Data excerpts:
■ ■ ■

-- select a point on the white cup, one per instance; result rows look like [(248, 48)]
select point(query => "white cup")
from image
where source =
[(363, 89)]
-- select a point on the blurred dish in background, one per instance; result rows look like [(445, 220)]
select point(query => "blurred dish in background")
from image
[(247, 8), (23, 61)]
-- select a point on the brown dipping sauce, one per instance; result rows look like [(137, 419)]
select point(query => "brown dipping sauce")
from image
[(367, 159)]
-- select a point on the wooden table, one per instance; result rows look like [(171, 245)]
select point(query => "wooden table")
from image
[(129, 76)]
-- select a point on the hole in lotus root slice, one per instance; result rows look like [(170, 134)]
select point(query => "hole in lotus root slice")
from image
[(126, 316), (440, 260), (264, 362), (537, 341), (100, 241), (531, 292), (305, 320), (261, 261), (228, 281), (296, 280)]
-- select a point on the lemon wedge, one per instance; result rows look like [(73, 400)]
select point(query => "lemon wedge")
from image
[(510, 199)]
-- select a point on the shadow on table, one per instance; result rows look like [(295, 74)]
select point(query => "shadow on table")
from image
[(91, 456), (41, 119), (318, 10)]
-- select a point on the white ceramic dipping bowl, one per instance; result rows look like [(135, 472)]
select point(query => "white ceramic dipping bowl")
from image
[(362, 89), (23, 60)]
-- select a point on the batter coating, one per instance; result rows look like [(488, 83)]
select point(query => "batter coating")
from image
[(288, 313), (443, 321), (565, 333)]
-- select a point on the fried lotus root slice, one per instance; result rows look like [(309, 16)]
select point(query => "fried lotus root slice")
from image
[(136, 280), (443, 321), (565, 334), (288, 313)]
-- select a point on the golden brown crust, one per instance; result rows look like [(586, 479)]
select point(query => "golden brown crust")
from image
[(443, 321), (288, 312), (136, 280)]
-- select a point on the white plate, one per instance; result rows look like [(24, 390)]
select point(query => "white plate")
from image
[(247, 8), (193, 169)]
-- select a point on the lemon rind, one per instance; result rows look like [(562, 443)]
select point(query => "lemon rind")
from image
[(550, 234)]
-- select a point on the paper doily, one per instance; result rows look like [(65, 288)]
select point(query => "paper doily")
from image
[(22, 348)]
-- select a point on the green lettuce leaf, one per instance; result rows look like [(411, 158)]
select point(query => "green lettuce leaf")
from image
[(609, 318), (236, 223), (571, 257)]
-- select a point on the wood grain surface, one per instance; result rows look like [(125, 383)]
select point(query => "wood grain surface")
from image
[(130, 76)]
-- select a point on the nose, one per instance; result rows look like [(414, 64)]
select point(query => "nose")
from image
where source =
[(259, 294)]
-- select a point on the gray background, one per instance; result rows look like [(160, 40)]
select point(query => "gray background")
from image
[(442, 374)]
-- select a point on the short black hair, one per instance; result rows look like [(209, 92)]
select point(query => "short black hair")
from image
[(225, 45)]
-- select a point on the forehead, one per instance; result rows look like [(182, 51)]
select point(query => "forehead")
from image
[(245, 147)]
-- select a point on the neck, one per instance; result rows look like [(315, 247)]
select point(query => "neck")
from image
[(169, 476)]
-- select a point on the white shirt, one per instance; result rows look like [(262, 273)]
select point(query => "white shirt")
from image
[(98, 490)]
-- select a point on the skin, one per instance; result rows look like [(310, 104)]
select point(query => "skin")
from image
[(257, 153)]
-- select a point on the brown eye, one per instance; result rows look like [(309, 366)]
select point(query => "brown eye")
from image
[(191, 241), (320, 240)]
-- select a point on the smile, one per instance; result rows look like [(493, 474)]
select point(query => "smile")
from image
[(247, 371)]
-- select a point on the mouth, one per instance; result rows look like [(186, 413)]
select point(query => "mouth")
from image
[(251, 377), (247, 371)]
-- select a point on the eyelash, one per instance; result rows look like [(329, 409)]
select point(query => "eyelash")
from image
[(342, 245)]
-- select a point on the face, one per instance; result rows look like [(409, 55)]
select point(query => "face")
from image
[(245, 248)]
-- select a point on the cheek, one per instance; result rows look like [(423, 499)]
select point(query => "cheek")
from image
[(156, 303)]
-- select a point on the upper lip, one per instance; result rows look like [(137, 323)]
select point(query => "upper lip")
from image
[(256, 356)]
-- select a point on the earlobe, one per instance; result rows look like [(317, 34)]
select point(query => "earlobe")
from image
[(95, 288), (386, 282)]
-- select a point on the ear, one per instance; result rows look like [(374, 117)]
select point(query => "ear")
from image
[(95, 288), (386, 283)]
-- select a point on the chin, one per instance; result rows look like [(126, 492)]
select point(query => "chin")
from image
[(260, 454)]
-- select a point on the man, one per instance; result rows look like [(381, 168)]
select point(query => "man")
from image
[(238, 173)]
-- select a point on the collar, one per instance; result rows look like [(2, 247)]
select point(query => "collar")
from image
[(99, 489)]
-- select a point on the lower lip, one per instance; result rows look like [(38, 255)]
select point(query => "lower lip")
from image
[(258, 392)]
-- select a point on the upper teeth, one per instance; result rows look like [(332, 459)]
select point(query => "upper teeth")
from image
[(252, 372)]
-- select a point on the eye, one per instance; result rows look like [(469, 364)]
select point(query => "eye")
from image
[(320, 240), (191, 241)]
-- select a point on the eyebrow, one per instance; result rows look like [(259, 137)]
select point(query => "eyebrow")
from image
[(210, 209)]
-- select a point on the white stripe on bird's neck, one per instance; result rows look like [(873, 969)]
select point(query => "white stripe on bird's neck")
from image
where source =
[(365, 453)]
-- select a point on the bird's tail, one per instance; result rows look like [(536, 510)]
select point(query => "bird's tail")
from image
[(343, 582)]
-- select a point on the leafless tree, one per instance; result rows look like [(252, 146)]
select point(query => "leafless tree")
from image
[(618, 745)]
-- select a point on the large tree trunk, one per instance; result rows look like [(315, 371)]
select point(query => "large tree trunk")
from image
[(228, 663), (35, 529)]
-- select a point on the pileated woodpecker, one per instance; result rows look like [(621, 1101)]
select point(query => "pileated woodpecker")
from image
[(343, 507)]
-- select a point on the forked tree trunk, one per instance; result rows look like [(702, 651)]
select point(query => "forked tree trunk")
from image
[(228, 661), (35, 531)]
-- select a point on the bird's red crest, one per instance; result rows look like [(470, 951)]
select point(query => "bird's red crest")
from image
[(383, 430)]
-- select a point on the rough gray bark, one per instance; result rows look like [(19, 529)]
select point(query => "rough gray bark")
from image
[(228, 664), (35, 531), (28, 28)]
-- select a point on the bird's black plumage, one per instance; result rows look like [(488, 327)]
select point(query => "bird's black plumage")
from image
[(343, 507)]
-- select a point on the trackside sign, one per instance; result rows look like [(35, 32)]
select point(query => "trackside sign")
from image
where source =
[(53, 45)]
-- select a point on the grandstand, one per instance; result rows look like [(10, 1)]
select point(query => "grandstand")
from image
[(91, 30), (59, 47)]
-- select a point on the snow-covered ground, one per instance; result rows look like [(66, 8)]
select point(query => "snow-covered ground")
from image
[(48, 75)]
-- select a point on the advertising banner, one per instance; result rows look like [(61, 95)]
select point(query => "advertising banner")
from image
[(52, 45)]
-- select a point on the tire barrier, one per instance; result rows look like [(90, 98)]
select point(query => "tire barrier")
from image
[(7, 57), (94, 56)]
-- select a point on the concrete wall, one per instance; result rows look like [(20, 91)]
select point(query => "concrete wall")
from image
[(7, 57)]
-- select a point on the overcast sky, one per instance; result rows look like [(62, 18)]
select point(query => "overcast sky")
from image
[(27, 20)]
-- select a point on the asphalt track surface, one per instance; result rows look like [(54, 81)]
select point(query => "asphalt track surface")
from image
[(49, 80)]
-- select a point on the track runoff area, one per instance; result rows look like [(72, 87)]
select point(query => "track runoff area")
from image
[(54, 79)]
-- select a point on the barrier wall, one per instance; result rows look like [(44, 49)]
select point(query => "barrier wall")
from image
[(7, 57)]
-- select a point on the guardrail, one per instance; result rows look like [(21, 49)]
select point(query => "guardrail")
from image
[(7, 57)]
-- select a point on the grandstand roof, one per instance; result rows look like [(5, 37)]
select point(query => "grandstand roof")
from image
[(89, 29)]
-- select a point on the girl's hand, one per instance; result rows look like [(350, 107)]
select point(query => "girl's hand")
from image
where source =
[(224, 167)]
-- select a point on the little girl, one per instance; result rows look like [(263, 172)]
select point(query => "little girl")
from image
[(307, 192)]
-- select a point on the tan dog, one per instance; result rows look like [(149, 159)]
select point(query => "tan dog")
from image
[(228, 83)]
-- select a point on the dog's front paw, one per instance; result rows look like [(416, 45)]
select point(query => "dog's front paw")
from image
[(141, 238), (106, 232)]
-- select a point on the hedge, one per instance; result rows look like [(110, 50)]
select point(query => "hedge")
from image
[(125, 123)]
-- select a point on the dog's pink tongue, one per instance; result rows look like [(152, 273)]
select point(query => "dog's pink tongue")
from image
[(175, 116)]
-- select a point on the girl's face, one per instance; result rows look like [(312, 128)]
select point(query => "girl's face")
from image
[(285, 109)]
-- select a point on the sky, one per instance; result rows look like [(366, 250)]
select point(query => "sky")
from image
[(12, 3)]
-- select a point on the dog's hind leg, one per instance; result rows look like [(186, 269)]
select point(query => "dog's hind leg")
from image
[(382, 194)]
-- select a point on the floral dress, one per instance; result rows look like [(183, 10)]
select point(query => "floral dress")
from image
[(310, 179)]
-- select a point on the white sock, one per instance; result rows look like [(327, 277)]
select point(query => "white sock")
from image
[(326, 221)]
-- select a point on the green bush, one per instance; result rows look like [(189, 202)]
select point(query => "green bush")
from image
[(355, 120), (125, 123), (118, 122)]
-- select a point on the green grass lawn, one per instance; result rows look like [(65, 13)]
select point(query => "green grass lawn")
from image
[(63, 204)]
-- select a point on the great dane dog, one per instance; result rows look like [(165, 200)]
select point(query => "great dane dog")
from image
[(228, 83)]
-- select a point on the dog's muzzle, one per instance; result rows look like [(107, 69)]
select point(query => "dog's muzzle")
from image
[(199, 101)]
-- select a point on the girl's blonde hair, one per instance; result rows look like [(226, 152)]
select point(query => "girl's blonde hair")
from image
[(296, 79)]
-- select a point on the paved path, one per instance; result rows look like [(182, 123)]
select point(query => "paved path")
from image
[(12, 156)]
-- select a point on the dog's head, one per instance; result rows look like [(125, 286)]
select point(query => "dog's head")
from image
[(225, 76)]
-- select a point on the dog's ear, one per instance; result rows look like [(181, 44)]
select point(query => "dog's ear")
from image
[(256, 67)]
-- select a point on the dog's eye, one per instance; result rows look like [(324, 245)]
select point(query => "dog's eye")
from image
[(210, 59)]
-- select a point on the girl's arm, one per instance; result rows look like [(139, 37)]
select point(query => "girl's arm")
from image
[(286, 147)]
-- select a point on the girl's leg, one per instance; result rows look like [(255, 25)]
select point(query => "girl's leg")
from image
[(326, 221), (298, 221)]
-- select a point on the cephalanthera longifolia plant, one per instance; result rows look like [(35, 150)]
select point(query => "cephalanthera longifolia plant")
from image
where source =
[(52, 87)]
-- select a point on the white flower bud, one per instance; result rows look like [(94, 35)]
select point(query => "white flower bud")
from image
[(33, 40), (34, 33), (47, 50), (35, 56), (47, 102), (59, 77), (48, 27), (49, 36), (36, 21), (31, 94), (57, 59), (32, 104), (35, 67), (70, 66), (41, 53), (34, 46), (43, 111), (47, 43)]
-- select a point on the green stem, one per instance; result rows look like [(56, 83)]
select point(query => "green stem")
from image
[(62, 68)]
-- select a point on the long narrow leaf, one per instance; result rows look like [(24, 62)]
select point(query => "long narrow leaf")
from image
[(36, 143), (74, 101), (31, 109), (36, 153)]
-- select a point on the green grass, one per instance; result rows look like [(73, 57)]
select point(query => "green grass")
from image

■ ■ ■

WHAT TO WORK ON - Please retype the data exactly as it stands, from its first line down to the line that contains "-- select a point on the blurred", then stop.

TASK OUTPUT -
-- select a point on the white cup, one per instance; result rows look like [(248, 48)]
select point(query => "white cup")
from image
where source =
[(363, 89)]
-- select a point on the blurred dish in background, one per instance; result rows look like [(445, 220)]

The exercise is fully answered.